Reproduce the material word for word, from the line containing "Where can you spot the utility" through the end of the material, both ends included. Leave the pictures out of your answer.

= MATERIAL SUPPLIED =
^^^^^^^^
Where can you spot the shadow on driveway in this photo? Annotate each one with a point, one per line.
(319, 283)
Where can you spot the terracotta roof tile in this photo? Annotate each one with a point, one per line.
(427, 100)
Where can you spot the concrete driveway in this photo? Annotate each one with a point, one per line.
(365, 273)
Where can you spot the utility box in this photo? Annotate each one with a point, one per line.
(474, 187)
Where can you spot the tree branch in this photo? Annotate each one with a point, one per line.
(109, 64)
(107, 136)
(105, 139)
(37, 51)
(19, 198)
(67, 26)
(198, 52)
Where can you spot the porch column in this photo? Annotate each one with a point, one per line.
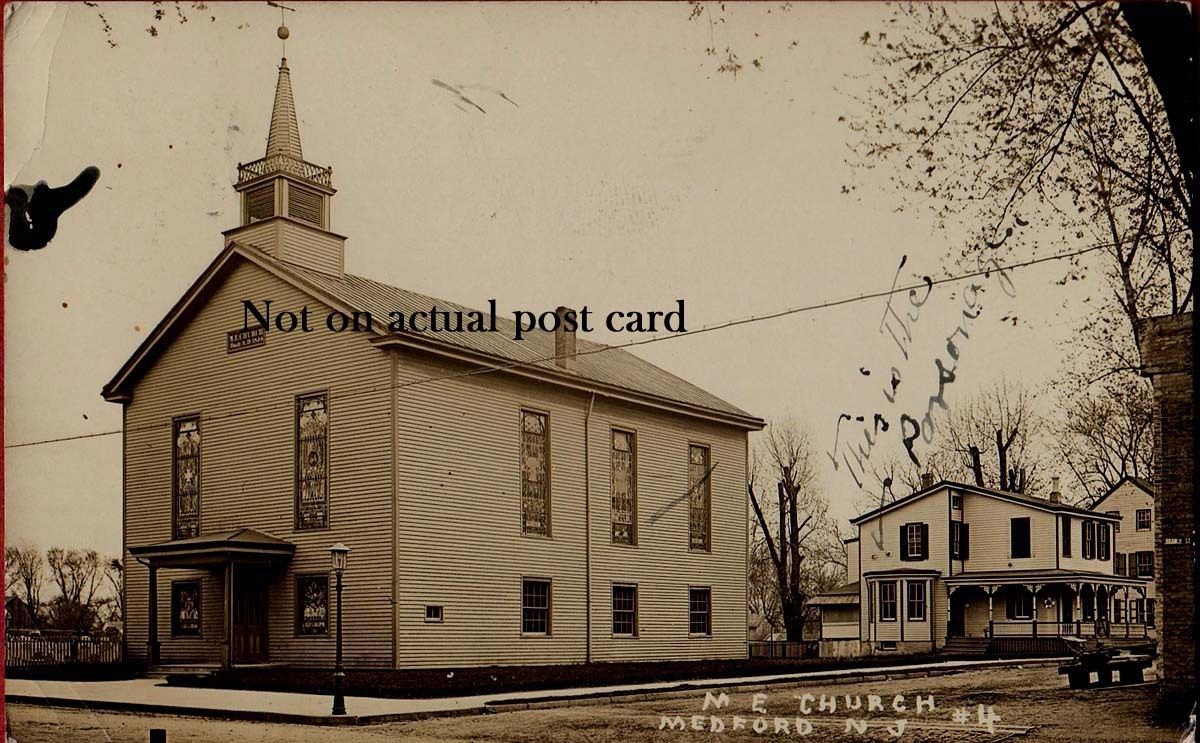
^^^^^^^^
= EXERCISE RESPONSE =
Where can you spot the utility box in this photo? Annotate each one with a point, one per line.
(474, 187)
Where can you spot the tree branch in this photo? Annotate each one with a point, one per line.
(109, 64)
(107, 136)
(105, 139)
(37, 51)
(19, 198)
(67, 26)
(198, 52)
Where can you spot the porch column in this photo? Annotate each one with a point, one per line.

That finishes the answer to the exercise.